### PROBLEM REQUIREMENTS:
Print out each record, keeping it identical to the original.

### EXERCISE MATERIAL:

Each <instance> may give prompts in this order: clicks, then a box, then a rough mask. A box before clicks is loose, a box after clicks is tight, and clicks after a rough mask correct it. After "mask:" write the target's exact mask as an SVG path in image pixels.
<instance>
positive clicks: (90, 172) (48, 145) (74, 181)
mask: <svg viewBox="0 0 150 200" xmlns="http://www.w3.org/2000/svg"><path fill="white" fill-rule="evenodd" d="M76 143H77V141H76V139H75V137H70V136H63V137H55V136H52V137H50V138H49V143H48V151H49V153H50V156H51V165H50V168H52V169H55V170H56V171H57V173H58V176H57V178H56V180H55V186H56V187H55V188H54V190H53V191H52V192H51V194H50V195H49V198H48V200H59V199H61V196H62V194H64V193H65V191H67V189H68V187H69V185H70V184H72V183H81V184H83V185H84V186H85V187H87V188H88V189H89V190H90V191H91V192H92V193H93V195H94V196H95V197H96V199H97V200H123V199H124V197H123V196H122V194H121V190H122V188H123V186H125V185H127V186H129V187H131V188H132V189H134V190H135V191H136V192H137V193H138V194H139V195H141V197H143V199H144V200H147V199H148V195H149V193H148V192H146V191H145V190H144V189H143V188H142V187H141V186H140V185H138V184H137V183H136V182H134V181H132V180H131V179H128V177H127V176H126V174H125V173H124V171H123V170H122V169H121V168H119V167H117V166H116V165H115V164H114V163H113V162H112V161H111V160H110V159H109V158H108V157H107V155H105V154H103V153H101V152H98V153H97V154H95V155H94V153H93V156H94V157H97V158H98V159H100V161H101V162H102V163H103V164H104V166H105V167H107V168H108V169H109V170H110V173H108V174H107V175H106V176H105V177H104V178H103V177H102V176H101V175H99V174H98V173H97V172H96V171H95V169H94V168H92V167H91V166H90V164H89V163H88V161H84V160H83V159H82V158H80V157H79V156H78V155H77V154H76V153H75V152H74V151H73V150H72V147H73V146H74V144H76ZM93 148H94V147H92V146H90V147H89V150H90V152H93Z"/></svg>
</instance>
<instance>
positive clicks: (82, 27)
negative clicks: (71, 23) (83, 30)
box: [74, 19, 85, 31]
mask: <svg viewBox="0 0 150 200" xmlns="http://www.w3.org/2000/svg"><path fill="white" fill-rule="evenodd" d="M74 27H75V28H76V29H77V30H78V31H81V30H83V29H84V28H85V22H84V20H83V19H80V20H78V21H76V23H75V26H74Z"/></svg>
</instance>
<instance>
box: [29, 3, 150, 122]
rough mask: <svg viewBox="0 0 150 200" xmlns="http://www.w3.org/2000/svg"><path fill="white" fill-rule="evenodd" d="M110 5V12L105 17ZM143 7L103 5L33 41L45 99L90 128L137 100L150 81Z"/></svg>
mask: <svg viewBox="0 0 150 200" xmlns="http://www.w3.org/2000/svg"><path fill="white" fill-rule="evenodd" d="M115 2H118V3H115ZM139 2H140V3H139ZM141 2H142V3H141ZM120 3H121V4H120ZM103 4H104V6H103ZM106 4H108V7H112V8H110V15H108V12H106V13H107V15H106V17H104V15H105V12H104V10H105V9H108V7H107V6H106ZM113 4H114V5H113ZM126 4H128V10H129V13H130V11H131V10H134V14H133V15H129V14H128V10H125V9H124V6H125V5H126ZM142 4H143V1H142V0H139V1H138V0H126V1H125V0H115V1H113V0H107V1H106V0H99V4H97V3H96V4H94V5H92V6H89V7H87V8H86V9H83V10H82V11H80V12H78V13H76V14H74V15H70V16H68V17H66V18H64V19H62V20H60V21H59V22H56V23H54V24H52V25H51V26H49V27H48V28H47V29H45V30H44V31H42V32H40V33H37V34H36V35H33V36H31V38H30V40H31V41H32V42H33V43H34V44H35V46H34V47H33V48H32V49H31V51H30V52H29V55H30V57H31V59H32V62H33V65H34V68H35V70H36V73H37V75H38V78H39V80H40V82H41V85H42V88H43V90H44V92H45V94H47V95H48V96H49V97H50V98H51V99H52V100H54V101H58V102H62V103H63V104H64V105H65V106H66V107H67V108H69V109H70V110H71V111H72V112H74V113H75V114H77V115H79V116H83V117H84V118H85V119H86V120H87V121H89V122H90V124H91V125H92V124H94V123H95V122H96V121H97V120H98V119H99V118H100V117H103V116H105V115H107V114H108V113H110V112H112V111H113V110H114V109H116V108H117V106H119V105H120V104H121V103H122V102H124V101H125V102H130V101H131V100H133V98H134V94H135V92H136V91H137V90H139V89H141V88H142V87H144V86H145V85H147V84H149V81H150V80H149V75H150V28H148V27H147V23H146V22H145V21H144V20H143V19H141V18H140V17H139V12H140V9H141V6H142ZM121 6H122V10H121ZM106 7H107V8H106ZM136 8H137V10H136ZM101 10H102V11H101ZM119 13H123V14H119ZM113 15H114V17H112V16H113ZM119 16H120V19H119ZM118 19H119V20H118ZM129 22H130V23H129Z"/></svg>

### EXPECTED ANSWER:
Each <instance> may give prompts in this order: clicks, then a box, then a rough mask. A box before clicks is loose, a box after clicks is tight, and clicks after a rough mask correct it. After "mask:" write the target's exact mask as an SVG path in image pixels.
<instance>
positive clicks: (90, 172) (48, 145) (74, 181)
mask: <svg viewBox="0 0 150 200" xmlns="http://www.w3.org/2000/svg"><path fill="white" fill-rule="evenodd" d="M76 143H77V141H76V139H75V137H70V136H63V137H55V136H52V137H50V138H49V143H48V151H49V153H50V156H51V165H50V168H52V169H55V170H56V171H57V173H58V176H57V178H56V180H55V186H56V187H55V188H54V190H53V191H52V192H51V194H50V195H49V198H48V200H59V199H61V196H62V194H64V193H65V191H67V189H68V187H69V185H70V184H72V183H81V184H83V185H84V186H85V187H87V188H88V189H89V190H90V191H91V192H92V193H93V195H94V196H95V197H96V199H97V200H123V199H124V197H123V196H122V194H121V190H122V188H123V186H125V185H127V186H129V187H131V188H132V189H134V190H135V191H136V192H137V193H138V194H139V195H141V197H143V199H144V200H147V199H148V195H149V193H148V192H146V191H145V190H144V189H143V188H142V187H141V186H140V185H138V184H137V183H136V182H134V181H132V180H131V179H128V177H127V176H126V174H125V173H124V171H123V170H122V169H121V168H119V167H117V166H116V165H115V164H114V163H113V162H112V161H111V160H110V159H109V158H108V157H107V155H105V154H103V153H101V152H98V153H97V154H95V155H94V153H93V156H94V157H97V158H98V159H100V161H101V162H102V163H103V164H104V166H105V167H107V168H108V169H109V170H110V173H108V174H107V175H106V176H105V177H104V178H103V177H102V176H101V175H99V174H98V173H97V172H96V171H95V169H94V168H92V167H91V166H90V164H89V163H88V161H84V160H83V159H82V158H80V157H79V156H78V155H77V154H76V153H75V152H74V151H73V150H72V147H73V146H74V144H76ZM93 148H94V147H92V146H90V147H89V150H90V152H93Z"/></svg>
</instance>
<instance>
positive clicks: (82, 27)
negative clicks: (71, 23) (83, 30)
box: [74, 19, 85, 31]
mask: <svg viewBox="0 0 150 200" xmlns="http://www.w3.org/2000/svg"><path fill="white" fill-rule="evenodd" d="M74 27H75V28H76V29H77V30H78V31H81V30H83V29H84V28H85V22H84V20H83V19H80V20H78V21H76V23H75V26H74Z"/></svg>
</instance>
<instance>
box: [29, 3, 150, 122]
rough mask: <svg viewBox="0 0 150 200" xmlns="http://www.w3.org/2000/svg"><path fill="white" fill-rule="evenodd" d="M110 5V12L105 17ZM143 7L103 5L33 41L45 99L90 128L137 100L150 81Z"/></svg>
mask: <svg viewBox="0 0 150 200" xmlns="http://www.w3.org/2000/svg"><path fill="white" fill-rule="evenodd" d="M115 2H118V3H115ZM139 2H140V3H139ZM141 2H142V3H141ZM120 3H121V4H120ZM103 4H104V6H103ZM106 4H108V7H112V8H110V15H108V12H106V13H107V15H106V17H104V15H105V12H104V10H105V9H108V7H107V6H106ZM113 4H114V5H113ZM126 4H128V10H129V13H130V11H131V10H134V14H133V15H129V14H128V10H125V9H124V6H125V5H126ZM142 4H143V1H142V0H139V1H138V0H126V1H125V0H115V1H113V0H107V1H106V0H99V4H97V3H96V4H94V5H92V6H89V7H87V8H86V9H83V10H82V11H80V12H78V13H76V14H74V15H70V16H68V17H66V18H64V19H62V20H60V21H59V22H56V23H54V24H52V25H51V26H49V27H48V28H47V29H45V30H44V31H42V32H40V33H37V34H36V35H33V36H31V38H30V40H31V41H32V42H33V43H34V44H35V46H34V47H33V48H32V49H31V51H30V52H29V55H30V57H31V59H32V62H33V65H34V68H35V70H36V73H37V75H38V78H39V80H40V82H41V85H42V88H43V90H44V92H45V94H47V95H48V96H49V97H50V98H51V99H52V100H54V101H58V102H62V103H63V104H64V105H65V106H66V107H67V108H69V109H70V110H71V111H72V112H74V113H75V114H77V115H79V116H83V117H84V118H85V119H86V120H87V121H89V122H90V124H91V125H92V124H94V123H95V122H96V121H97V120H98V119H99V118H100V117H103V116H105V115H107V114H108V113H110V112H112V111H113V110H114V109H116V108H117V106H119V105H120V104H121V103H122V102H124V101H125V102H130V101H131V100H133V98H134V94H135V92H136V91H137V90H139V89H141V88H142V87H144V86H145V85H147V84H149V81H150V80H149V75H150V28H148V27H147V23H146V22H145V21H144V20H143V19H141V18H140V17H139V12H140V9H141V6H142ZM121 6H122V10H121ZM106 7H107V8H106ZM136 8H137V10H136ZM101 10H102V11H101ZM119 13H123V14H119ZM113 15H114V17H112V16H113ZM119 16H120V19H119ZM118 19H119V20H118ZM129 22H130V23H129Z"/></svg>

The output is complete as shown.